**WRITTEN EXERCISE**
Identify every line in the records below that contains the word "crate", and copy each of those lines.

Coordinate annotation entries
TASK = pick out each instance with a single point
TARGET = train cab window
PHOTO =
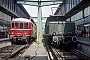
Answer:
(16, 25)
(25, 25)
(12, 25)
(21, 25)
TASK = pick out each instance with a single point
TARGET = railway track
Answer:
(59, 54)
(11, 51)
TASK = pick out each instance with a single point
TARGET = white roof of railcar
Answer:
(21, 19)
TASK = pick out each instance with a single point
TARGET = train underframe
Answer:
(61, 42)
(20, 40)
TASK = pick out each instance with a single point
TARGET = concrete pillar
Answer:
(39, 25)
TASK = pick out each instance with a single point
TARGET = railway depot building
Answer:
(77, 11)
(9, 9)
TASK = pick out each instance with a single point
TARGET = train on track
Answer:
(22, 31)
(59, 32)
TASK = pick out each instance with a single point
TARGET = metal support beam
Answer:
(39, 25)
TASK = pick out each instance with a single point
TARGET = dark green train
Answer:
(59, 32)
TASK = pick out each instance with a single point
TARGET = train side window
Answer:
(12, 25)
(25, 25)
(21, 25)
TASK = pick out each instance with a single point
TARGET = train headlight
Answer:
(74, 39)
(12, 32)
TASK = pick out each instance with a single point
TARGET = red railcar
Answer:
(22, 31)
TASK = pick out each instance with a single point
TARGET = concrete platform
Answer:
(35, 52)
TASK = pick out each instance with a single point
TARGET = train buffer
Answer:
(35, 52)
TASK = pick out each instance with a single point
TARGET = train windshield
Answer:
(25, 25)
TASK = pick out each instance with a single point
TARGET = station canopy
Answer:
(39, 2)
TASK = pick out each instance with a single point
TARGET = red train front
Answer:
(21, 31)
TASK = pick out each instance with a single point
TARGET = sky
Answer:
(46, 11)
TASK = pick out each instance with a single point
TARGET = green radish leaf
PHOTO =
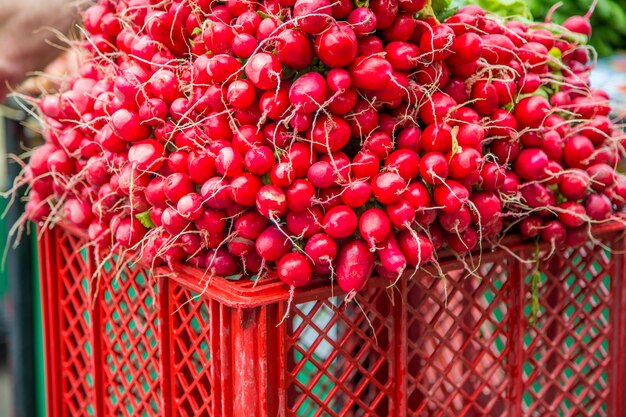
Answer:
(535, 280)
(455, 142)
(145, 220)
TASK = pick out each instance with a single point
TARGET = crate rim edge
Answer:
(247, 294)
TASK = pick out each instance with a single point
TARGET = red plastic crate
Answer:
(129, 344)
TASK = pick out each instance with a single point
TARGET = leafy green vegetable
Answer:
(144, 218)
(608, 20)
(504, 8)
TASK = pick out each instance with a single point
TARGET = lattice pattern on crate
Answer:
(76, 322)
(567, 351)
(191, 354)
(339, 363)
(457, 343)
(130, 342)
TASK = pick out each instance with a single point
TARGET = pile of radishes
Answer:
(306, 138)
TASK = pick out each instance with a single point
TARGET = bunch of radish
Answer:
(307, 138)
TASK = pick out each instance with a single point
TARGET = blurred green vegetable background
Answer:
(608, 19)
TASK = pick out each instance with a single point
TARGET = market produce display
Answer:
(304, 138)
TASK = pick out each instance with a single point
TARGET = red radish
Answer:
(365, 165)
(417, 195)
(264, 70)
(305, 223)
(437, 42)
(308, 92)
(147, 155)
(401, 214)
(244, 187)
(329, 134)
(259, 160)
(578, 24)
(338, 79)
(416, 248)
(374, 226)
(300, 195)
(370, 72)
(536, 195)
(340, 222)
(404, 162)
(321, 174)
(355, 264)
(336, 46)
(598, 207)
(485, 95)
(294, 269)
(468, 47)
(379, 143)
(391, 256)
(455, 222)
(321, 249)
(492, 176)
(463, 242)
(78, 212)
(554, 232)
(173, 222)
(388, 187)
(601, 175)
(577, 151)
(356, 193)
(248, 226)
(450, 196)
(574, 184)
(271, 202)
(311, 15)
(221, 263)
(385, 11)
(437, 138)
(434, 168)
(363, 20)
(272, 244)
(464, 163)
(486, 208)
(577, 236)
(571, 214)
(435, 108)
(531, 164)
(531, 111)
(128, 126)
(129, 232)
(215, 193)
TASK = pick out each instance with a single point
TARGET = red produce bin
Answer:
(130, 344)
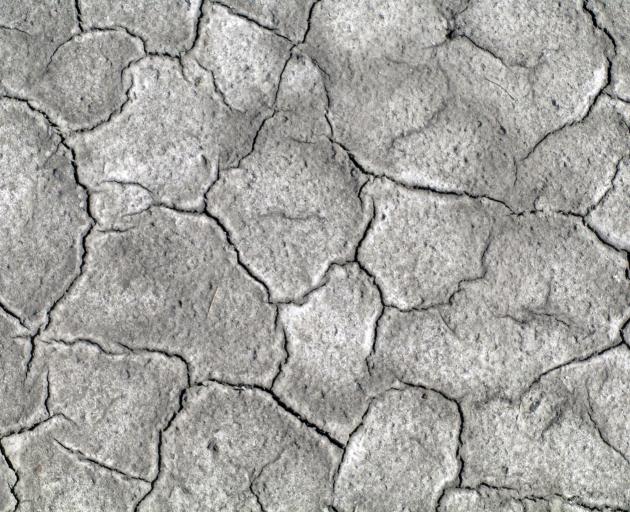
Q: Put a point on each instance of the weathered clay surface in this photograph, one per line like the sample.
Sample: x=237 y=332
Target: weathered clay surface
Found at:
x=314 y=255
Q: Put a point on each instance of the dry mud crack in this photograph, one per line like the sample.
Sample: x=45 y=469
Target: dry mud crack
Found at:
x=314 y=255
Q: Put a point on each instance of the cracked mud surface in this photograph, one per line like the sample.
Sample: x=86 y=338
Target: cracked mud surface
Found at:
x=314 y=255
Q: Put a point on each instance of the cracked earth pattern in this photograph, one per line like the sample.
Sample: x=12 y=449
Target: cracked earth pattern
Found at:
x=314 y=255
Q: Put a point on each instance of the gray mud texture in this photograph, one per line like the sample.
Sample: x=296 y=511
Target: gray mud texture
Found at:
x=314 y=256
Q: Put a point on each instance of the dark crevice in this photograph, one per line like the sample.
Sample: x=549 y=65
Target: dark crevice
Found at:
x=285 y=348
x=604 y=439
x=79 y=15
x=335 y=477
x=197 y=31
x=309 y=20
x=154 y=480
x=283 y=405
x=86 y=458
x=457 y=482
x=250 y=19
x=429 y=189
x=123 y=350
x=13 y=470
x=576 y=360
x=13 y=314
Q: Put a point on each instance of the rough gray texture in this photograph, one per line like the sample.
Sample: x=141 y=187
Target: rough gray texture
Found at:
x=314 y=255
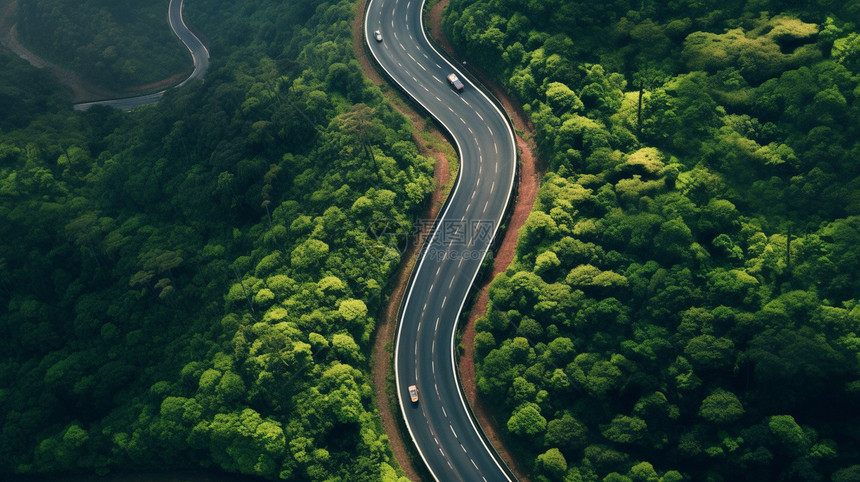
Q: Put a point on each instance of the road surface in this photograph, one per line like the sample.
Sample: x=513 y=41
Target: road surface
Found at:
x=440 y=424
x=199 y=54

* * *

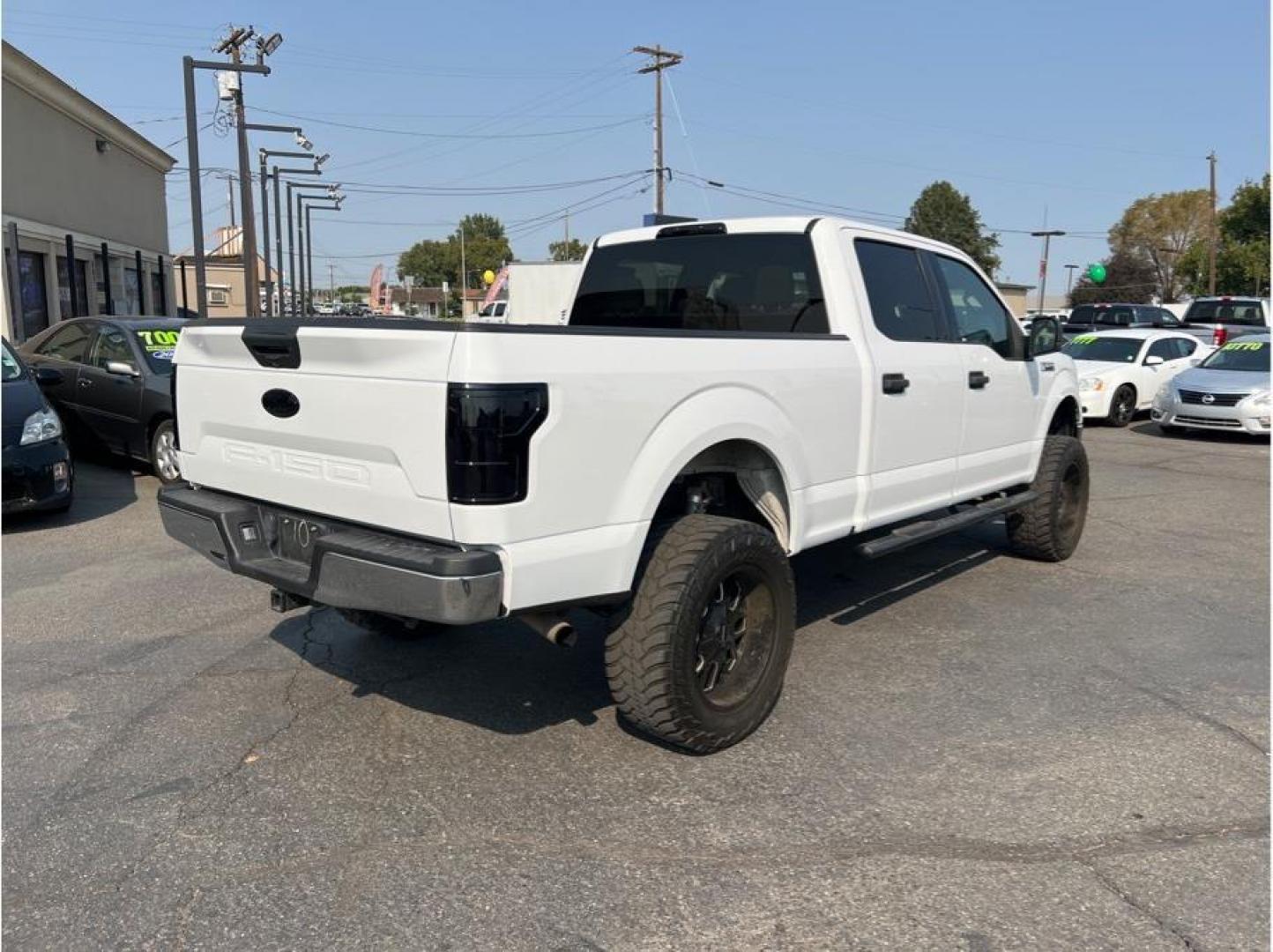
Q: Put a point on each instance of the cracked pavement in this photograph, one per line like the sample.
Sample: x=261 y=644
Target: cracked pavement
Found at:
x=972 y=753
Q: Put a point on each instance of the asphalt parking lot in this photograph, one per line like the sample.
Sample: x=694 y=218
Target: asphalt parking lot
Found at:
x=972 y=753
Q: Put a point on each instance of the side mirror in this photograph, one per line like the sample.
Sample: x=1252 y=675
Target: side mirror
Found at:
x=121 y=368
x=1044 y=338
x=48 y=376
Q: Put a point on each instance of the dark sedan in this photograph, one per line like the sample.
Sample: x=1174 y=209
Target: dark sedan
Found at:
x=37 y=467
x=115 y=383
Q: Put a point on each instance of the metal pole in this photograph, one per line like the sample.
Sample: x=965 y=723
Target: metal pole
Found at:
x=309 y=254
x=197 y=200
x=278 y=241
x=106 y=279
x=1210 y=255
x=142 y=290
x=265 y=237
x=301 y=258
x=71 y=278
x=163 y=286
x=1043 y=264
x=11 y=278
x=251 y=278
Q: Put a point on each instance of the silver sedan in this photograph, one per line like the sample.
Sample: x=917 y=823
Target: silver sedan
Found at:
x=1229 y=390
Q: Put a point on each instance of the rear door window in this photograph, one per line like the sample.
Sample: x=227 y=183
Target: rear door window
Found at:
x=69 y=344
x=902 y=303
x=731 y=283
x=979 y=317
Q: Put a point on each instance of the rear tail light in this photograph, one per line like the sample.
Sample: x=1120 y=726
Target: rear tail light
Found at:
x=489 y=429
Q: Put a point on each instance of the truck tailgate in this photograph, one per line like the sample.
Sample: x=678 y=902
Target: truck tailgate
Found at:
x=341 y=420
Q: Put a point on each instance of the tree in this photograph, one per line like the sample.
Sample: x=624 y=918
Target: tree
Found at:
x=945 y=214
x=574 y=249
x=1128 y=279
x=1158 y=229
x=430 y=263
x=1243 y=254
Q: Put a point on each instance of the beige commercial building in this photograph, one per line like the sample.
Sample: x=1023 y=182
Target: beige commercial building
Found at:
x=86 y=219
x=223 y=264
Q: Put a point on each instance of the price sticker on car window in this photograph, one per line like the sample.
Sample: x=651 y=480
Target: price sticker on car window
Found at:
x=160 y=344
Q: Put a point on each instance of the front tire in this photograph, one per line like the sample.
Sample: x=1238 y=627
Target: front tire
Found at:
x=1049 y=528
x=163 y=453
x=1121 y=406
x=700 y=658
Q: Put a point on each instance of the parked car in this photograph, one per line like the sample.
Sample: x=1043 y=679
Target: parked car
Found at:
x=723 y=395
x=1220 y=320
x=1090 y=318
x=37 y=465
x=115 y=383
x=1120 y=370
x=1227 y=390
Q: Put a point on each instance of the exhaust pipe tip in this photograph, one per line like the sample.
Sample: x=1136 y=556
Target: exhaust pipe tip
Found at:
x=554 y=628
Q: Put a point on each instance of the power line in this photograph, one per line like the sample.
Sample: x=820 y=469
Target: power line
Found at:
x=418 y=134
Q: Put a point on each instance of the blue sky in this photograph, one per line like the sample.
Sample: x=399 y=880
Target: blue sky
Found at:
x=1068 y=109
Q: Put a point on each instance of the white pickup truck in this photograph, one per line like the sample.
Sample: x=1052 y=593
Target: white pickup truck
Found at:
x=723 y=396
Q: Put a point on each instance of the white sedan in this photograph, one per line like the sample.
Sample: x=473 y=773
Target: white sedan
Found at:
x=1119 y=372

**SOLUTION**
TARGET = crate rim edge
TARGET = red plastic crate
TARGET = lattice pattern on crate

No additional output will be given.